*Dataset rows*.
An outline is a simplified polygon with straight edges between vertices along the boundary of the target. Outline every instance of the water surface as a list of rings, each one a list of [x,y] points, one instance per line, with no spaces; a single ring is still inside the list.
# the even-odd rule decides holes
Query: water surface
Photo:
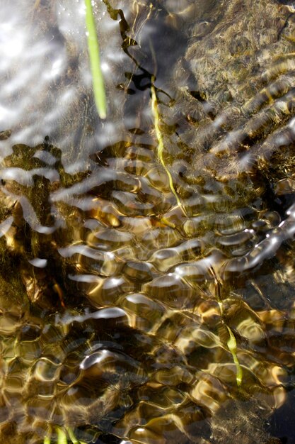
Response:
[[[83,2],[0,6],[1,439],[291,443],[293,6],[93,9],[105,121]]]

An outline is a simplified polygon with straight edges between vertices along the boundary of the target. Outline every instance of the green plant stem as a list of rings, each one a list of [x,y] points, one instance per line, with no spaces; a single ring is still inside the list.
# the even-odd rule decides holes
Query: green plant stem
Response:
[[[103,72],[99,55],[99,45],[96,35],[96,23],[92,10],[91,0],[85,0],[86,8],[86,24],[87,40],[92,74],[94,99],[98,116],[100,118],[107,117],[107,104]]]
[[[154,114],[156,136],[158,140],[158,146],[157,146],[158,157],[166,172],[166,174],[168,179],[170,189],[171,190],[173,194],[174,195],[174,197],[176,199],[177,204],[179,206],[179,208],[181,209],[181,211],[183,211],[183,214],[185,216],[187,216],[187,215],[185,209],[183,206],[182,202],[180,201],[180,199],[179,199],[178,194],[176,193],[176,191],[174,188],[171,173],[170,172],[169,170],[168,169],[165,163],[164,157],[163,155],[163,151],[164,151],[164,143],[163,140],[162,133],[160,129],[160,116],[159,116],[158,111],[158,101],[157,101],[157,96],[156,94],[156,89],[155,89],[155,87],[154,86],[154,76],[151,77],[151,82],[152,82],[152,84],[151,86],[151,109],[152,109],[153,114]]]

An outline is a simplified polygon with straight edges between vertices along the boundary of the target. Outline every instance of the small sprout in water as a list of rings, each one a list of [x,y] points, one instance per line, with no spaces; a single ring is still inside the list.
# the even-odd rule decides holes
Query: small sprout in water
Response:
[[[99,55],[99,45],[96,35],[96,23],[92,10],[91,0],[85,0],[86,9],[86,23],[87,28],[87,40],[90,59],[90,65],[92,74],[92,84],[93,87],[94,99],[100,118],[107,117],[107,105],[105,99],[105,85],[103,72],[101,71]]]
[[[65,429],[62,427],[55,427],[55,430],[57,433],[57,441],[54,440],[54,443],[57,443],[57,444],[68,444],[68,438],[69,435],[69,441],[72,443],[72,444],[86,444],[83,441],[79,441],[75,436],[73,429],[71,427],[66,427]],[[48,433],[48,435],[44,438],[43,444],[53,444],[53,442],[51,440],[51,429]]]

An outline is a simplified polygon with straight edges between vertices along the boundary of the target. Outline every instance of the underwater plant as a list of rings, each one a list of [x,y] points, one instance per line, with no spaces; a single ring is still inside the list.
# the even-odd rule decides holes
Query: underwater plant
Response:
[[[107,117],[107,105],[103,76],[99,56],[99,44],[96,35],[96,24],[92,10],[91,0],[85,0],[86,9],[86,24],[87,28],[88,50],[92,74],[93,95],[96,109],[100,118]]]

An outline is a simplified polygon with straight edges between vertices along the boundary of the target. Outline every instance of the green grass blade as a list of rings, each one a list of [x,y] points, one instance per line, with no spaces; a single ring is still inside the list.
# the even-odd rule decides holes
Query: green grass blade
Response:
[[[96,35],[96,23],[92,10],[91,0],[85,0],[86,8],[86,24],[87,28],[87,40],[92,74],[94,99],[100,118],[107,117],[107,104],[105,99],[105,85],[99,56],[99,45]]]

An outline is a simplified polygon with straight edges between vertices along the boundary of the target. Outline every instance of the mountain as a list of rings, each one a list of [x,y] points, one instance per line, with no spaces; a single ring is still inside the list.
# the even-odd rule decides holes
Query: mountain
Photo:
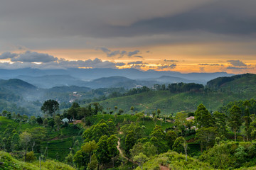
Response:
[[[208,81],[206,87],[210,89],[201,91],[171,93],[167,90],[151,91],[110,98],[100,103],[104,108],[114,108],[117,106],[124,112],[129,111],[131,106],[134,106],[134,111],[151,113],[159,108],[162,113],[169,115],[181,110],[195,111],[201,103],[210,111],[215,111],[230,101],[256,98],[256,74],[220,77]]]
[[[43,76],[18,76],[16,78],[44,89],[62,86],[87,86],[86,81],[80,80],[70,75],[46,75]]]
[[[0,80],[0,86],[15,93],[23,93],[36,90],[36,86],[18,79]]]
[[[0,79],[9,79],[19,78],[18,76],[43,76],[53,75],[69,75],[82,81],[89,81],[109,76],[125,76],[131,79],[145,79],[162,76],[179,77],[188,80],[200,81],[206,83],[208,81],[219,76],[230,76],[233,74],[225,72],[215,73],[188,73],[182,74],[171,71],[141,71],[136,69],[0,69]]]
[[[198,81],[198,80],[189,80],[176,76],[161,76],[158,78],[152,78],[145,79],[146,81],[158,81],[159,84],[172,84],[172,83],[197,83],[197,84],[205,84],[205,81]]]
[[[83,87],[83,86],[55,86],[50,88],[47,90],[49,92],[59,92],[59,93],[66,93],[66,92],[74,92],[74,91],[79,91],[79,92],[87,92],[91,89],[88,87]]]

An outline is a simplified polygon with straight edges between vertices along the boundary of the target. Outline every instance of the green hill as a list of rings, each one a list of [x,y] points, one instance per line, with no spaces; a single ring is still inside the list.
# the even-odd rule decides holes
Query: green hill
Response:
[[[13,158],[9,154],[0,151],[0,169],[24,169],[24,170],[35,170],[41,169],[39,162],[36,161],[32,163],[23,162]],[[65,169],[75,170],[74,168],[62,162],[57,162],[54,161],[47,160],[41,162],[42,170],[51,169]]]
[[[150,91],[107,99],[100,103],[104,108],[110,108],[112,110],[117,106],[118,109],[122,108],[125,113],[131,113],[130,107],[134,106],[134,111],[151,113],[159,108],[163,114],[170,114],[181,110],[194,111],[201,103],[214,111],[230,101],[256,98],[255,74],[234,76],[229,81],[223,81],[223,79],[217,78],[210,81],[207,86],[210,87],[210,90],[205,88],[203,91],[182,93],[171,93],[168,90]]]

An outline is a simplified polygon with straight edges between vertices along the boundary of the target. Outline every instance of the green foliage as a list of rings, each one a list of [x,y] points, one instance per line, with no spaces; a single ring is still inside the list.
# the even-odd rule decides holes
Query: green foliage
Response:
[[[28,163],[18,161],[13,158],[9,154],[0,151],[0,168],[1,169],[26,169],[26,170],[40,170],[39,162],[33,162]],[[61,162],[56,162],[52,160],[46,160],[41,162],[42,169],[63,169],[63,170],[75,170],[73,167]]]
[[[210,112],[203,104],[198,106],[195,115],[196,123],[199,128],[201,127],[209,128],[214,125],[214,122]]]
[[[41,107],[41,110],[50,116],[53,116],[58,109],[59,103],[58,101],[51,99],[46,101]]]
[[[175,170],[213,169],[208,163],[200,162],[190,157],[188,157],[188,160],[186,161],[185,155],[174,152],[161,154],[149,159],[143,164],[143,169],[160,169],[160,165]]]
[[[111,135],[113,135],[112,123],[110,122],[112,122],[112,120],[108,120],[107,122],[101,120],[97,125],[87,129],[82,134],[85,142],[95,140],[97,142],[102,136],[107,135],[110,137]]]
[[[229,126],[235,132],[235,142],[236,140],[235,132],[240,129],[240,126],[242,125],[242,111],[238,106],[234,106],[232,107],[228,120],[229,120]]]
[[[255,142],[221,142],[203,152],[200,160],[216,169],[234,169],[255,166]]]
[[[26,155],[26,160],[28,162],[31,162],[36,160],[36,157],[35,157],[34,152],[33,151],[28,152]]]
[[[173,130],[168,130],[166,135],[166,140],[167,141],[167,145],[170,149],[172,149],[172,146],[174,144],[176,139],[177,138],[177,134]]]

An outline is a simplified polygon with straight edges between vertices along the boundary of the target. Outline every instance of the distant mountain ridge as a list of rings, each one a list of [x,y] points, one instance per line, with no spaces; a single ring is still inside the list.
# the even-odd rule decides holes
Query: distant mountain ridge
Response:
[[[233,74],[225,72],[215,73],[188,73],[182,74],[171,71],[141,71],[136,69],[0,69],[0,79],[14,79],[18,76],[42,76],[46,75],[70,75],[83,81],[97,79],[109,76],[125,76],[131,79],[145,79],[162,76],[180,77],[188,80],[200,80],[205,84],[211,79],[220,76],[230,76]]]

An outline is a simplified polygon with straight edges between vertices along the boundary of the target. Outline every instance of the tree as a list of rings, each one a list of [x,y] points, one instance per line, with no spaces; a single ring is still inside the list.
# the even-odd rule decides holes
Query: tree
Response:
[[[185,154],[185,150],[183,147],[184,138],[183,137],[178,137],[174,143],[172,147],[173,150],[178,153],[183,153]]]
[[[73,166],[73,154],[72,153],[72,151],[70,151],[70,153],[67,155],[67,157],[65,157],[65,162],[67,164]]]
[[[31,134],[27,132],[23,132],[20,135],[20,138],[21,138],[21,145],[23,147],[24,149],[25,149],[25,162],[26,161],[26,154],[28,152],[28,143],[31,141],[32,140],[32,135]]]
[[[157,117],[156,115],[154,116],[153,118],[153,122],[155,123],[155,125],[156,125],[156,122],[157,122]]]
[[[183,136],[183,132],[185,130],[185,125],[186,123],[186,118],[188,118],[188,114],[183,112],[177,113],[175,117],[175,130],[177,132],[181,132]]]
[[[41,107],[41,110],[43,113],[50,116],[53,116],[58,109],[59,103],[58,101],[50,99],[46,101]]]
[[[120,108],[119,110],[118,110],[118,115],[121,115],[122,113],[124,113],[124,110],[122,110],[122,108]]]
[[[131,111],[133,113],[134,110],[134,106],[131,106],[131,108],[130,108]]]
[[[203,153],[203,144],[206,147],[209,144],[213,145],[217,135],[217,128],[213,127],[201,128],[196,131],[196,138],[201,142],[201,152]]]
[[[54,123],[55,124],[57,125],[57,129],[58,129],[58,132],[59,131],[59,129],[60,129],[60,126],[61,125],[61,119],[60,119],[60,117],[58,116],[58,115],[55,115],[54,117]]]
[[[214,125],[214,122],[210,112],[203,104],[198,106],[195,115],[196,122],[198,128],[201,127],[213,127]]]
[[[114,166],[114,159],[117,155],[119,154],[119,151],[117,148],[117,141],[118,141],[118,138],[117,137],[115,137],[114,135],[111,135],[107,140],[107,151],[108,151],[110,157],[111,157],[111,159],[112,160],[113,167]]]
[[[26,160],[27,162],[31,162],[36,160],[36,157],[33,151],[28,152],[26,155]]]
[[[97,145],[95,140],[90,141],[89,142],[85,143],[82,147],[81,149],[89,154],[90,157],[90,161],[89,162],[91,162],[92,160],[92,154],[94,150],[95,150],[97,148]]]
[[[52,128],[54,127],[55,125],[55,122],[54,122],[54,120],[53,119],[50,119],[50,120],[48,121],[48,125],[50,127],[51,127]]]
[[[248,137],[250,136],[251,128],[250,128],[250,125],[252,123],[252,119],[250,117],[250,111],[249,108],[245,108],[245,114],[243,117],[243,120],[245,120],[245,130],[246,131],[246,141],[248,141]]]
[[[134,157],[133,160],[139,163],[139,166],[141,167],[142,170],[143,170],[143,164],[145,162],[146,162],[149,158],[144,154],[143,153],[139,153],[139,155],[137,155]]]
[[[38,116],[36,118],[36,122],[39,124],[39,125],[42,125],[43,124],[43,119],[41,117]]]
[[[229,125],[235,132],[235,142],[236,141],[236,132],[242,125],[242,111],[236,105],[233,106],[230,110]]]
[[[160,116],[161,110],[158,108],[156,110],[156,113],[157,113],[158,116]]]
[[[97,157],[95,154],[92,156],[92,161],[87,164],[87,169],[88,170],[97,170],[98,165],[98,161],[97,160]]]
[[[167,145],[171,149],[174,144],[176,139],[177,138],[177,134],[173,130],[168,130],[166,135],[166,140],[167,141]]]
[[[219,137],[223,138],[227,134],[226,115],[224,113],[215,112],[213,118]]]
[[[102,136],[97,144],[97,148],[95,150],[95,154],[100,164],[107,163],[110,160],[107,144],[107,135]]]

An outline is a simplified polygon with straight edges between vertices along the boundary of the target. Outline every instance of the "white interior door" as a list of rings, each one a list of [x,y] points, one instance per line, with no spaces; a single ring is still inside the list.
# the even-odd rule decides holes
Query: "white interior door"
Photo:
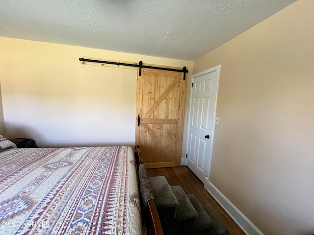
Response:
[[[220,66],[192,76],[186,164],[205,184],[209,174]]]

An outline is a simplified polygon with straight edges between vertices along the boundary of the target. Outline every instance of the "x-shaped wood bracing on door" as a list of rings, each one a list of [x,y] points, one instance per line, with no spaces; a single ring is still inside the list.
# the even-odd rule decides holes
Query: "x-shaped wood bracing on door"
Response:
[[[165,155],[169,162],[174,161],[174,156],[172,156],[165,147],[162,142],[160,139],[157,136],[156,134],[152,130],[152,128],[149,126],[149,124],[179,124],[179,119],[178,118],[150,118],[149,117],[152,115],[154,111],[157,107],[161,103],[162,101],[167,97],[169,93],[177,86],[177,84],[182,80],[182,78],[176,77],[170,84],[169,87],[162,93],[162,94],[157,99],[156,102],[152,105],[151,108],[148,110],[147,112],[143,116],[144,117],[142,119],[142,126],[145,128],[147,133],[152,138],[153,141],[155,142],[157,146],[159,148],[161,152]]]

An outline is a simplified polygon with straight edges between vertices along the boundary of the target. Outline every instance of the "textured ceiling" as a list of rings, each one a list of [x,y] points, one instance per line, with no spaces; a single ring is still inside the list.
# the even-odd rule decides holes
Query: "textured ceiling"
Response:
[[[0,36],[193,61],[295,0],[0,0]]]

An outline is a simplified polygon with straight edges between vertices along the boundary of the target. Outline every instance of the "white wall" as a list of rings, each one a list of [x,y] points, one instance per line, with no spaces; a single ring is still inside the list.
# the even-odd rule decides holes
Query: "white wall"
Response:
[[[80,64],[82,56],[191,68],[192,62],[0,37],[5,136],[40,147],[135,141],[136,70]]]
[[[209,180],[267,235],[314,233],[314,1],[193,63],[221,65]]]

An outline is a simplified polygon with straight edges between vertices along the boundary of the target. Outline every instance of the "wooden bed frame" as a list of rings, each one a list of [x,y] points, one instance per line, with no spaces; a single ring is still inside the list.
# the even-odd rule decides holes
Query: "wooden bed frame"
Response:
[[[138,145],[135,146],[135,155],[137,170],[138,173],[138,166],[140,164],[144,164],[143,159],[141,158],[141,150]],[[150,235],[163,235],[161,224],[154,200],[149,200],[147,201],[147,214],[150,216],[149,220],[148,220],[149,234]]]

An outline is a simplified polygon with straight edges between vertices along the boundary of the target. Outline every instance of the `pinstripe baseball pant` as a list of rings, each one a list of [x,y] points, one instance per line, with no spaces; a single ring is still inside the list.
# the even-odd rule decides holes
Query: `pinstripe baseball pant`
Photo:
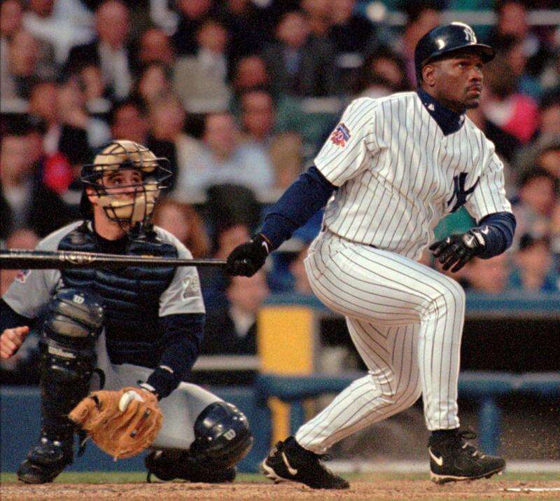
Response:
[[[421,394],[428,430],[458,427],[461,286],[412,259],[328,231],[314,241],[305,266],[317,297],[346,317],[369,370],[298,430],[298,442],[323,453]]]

*Direction*. Reproduce the lines starting at the very first line and ending at the line that contains "[[[83,2],[0,6],[1,439],[291,443],[293,6],[93,9],[105,121]]]", including both of those lines. Leave the pictures out of your copy.

*Task response*.
An outline is a simplified polygon with straight edges between vertices along the boundary of the target. Outline every instance of the water surface as a list of rings, each one a list of [x,y] points, one instance per line, with no spaces; a single ring is still inside the list.
# the even-odd rule decides holes
Query: water surface
Photo:
Response:
[[[83,2],[0,6],[1,439],[291,443],[293,6],[93,9],[105,121]]]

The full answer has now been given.